:: Task inputs

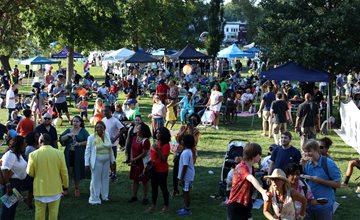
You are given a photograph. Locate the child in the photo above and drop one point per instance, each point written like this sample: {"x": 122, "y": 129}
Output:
{"x": 243, "y": 183}
{"x": 186, "y": 172}
{"x": 83, "y": 105}
{"x": 170, "y": 114}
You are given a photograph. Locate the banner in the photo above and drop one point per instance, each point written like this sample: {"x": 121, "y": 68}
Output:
{"x": 350, "y": 125}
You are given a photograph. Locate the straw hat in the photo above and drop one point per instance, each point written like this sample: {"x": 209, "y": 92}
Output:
{"x": 278, "y": 174}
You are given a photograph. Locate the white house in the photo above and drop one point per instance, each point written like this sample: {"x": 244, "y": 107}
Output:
{"x": 234, "y": 30}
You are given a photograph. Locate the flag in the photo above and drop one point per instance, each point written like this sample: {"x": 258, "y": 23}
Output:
{"x": 86, "y": 67}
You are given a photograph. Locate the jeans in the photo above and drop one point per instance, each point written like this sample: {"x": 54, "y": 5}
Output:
{"x": 159, "y": 179}
{"x": 9, "y": 213}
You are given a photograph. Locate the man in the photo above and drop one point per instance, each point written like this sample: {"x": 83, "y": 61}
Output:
{"x": 307, "y": 118}
{"x": 10, "y": 103}
{"x": 278, "y": 111}
{"x": 162, "y": 90}
{"x": 265, "y": 106}
{"x": 26, "y": 125}
{"x": 47, "y": 128}
{"x": 113, "y": 127}
{"x": 246, "y": 99}
{"x": 48, "y": 168}
{"x": 59, "y": 93}
{"x": 285, "y": 154}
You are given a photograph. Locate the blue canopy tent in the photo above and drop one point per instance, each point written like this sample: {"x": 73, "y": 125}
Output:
{"x": 252, "y": 50}
{"x": 294, "y": 72}
{"x": 63, "y": 54}
{"x": 141, "y": 57}
{"x": 234, "y": 51}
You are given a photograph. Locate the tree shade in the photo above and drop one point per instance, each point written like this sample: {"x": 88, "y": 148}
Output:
{"x": 294, "y": 72}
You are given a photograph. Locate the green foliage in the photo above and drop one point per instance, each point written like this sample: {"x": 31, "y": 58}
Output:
{"x": 216, "y": 32}
{"x": 316, "y": 33}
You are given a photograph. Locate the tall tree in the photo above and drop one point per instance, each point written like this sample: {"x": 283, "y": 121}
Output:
{"x": 216, "y": 29}
{"x": 315, "y": 33}
{"x": 12, "y": 31}
{"x": 75, "y": 23}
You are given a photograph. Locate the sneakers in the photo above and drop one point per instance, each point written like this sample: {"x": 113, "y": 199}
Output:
{"x": 183, "y": 212}
{"x": 133, "y": 199}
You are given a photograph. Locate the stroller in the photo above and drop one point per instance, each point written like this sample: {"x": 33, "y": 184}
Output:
{"x": 207, "y": 118}
{"x": 235, "y": 149}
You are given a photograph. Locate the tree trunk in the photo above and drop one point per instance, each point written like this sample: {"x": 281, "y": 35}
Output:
{"x": 4, "y": 59}
{"x": 70, "y": 66}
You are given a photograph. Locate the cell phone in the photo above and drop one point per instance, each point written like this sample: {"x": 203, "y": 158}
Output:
{"x": 322, "y": 201}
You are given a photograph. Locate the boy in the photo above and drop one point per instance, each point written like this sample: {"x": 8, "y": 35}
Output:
{"x": 186, "y": 173}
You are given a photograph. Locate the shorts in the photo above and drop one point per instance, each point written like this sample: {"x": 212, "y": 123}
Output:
{"x": 187, "y": 185}
{"x": 357, "y": 164}
{"x": 83, "y": 114}
{"x": 267, "y": 116}
{"x": 61, "y": 107}
{"x": 236, "y": 211}
{"x": 281, "y": 127}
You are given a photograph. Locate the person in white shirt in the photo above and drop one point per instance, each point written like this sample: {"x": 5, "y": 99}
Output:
{"x": 113, "y": 127}
{"x": 103, "y": 91}
{"x": 10, "y": 100}
{"x": 13, "y": 171}
{"x": 246, "y": 98}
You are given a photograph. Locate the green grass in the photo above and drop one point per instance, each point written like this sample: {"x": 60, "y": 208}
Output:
{"x": 212, "y": 147}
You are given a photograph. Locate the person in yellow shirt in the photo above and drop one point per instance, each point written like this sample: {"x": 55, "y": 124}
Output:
{"x": 48, "y": 168}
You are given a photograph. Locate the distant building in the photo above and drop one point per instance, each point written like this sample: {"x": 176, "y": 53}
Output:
{"x": 235, "y": 32}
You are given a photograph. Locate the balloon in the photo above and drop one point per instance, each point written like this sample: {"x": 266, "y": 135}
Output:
{"x": 92, "y": 121}
{"x": 187, "y": 69}
{"x": 57, "y": 122}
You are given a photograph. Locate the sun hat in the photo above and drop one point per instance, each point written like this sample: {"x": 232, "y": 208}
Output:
{"x": 278, "y": 174}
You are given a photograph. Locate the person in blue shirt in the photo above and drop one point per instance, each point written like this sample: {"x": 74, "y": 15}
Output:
{"x": 284, "y": 154}
{"x": 323, "y": 176}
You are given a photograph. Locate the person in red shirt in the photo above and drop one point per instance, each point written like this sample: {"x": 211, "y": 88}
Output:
{"x": 25, "y": 125}
{"x": 162, "y": 90}
{"x": 239, "y": 204}
{"x": 159, "y": 153}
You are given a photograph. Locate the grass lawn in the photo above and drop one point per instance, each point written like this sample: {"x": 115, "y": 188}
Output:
{"x": 212, "y": 147}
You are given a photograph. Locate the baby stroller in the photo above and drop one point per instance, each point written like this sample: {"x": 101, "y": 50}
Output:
{"x": 235, "y": 149}
{"x": 207, "y": 118}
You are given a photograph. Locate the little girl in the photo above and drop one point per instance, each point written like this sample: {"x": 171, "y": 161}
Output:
{"x": 170, "y": 114}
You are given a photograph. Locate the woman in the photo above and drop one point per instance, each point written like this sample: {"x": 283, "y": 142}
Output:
{"x": 323, "y": 176}
{"x": 13, "y": 172}
{"x": 32, "y": 141}
{"x": 139, "y": 149}
{"x": 98, "y": 157}
{"x": 74, "y": 139}
{"x": 190, "y": 129}
{"x": 214, "y": 103}
{"x": 37, "y": 104}
{"x": 282, "y": 198}
{"x": 158, "y": 114}
{"x": 187, "y": 106}
{"x": 292, "y": 172}
{"x": 239, "y": 205}
{"x": 98, "y": 110}
{"x": 159, "y": 154}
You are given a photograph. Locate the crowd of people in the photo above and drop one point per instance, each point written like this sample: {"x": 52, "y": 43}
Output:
{"x": 297, "y": 184}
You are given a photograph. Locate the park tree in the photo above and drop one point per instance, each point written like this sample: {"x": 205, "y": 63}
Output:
{"x": 75, "y": 23}
{"x": 318, "y": 34}
{"x": 12, "y": 31}
{"x": 216, "y": 29}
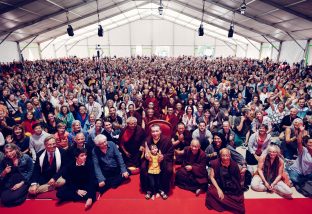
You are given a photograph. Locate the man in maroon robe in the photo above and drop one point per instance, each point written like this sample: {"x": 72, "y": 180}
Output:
{"x": 165, "y": 159}
{"x": 225, "y": 193}
{"x": 131, "y": 139}
{"x": 171, "y": 117}
{"x": 192, "y": 175}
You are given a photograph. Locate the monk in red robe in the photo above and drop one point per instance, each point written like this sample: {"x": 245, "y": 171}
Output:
{"x": 193, "y": 175}
{"x": 225, "y": 193}
{"x": 131, "y": 139}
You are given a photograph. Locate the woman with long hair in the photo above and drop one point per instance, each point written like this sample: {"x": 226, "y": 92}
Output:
{"x": 269, "y": 173}
{"x": 189, "y": 119}
{"x": 66, "y": 117}
{"x": 29, "y": 122}
{"x": 19, "y": 138}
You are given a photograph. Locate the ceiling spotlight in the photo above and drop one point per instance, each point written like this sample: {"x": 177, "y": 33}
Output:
{"x": 243, "y": 8}
{"x": 201, "y": 30}
{"x": 70, "y": 30}
{"x": 161, "y": 9}
{"x": 231, "y": 31}
{"x": 100, "y": 31}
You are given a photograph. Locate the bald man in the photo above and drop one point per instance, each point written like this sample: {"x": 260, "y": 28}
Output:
{"x": 193, "y": 174}
{"x": 225, "y": 193}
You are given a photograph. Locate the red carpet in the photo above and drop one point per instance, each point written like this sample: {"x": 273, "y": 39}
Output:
{"x": 127, "y": 199}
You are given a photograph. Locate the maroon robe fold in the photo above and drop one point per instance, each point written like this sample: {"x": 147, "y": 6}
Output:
{"x": 197, "y": 178}
{"x": 229, "y": 183}
{"x": 132, "y": 145}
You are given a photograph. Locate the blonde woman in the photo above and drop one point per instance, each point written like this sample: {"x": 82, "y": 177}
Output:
{"x": 269, "y": 173}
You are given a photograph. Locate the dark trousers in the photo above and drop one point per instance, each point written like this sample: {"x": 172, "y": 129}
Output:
{"x": 67, "y": 193}
{"x": 113, "y": 179}
{"x": 153, "y": 183}
{"x": 165, "y": 176}
{"x": 186, "y": 180}
{"x": 11, "y": 198}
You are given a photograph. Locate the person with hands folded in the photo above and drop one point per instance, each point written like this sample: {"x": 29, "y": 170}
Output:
{"x": 110, "y": 169}
{"x": 225, "y": 193}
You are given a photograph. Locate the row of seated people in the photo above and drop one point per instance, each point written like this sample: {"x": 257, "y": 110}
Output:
{"x": 106, "y": 163}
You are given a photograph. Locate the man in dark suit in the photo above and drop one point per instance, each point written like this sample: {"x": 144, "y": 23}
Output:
{"x": 48, "y": 168}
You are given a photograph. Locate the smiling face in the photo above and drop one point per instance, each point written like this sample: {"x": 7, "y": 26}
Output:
{"x": 195, "y": 147}
{"x": 155, "y": 132}
{"x": 50, "y": 145}
{"x": 10, "y": 153}
{"x": 217, "y": 141}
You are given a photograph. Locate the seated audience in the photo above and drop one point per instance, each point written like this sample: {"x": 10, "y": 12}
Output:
{"x": 110, "y": 169}
{"x": 166, "y": 162}
{"x": 49, "y": 166}
{"x": 193, "y": 174}
{"x": 79, "y": 180}
{"x": 225, "y": 193}
{"x": 131, "y": 141}
{"x": 269, "y": 173}
{"x": 15, "y": 172}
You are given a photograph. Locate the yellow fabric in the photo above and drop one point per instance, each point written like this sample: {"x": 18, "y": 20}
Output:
{"x": 153, "y": 166}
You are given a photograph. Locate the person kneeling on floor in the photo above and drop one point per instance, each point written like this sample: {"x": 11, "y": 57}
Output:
{"x": 193, "y": 174}
{"x": 110, "y": 169}
{"x": 79, "y": 177}
{"x": 48, "y": 168}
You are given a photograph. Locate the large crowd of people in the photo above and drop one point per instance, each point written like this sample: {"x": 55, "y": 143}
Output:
{"x": 81, "y": 126}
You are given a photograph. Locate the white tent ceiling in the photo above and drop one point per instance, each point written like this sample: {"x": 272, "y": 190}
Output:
{"x": 43, "y": 20}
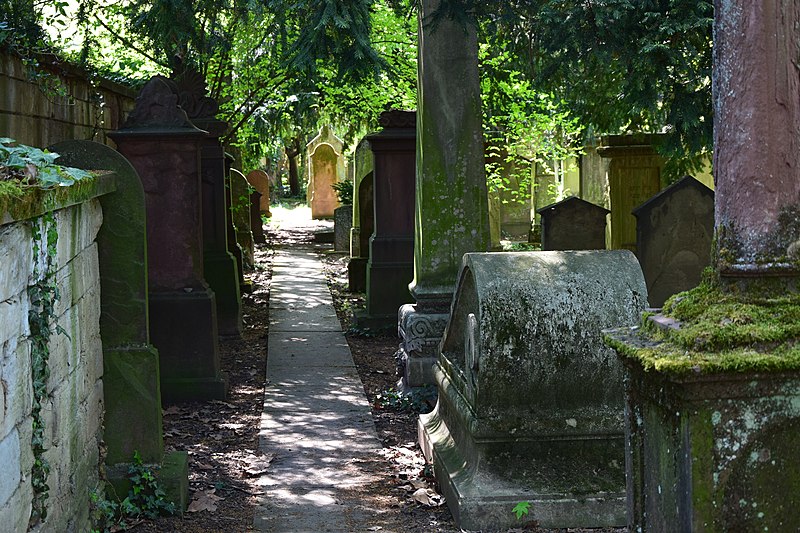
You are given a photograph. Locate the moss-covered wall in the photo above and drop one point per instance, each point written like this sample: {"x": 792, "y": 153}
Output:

::::

## What you should do:
Write out again the lines from the one with "You are given a photograph. Locate the row" through the end of the records exactly, without any of the pictures.

## Full output:
You are given a photograph. Locate the row of seated people in the photo above and drop one point per instance, each point written like this sample: {"x": 257, "y": 110}
Output:
{"x": 106, "y": 163}
You are given a photograph. Locate the man in dark suit in the photo above and drop one point per instance, each point written like this sample: {"x": 144, "y": 23}
Output:
{"x": 48, "y": 168}
You are given a photograph. Locate the smiling face in the photo above and drop one point per instance, each point written like this sample: {"x": 7, "y": 26}
Output:
{"x": 195, "y": 147}
{"x": 155, "y": 132}
{"x": 50, "y": 145}
{"x": 10, "y": 153}
{"x": 217, "y": 141}
You are given a photograph. Locate the seated audience in the photo above and drop one point per instance, each point written like this sample: {"x": 10, "y": 12}
Output:
{"x": 110, "y": 169}
{"x": 166, "y": 162}
{"x": 49, "y": 166}
{"x": 193, "y": 174}
{"x": 79, "y": 180}
{"x": 225, "y": 193}
{"x": 131, "y": 141}
{"x": 269, "y": 173}
{"x": 15, "y": 172}
You are given a photograph. Locate the yellow fabric in the photo above and drop one point per instance, each point written like this sample: {"x": 18, "y": 20}
Output:
{"x": 153, "y": 166}
You are given a photograph. Locate the person kneeling on floor in the photo above and drop one point per instance, each point written like this sample: {"x": 11, "y": 57}
Output:
{"x": 193, "y": 174}
{"x": 110, "y": 169}
{"x": 79, "y": 177}
{"x": 48, "y": 168}
You are given a photograph. Locate the large crowd of people in the photo above and drop one point per instance, each point written like this sample: {"x": 55, "y": 143}
Output:
{"x": 81, "y": 126}
You are given a photograph. Locate the white tent ceiling in the photo above and drop one point per instance, each point written like this sample: {"x": 272, "y": 190}
Output:
{"x": 43, "y": 20}
You are given a photograph. Locate the moss-covered wall in the photo above and drop one point per instance, each point written like this sample: {"x": 792, "y": 153}
Output:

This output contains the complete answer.